Your goal: Can you rewrite every line of the items below as a numbered list, skipping blank lines and leaving the pictures out?

━━━━━ Records shown

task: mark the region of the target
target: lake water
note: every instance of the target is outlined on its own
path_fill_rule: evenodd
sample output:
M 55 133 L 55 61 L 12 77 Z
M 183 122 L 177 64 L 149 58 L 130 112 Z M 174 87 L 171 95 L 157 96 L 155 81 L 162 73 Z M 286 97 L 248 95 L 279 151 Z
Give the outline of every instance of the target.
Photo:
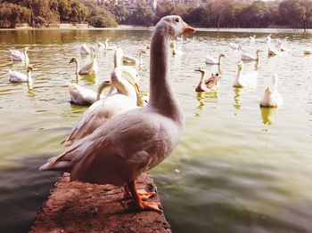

━━━━━━━━━━

Exercise solution:
1. task: mark the region of the target
2. target: lake water
3. note: every instance of the target is outlined on its own
4. path_fill_rule: evenodd
5. sample output:
6. M 55 133 L 55 61 L 12 77 Z
7. M 183 122 L 177 64 L 149 58 L 130 112 Z M 174 87 L 171 95 L 157 96 L 155 81 L 162 73 Z M 286 97 L 248 95 L 279 151 Z
8. Give the outline of every instance of the target.
9. Photo:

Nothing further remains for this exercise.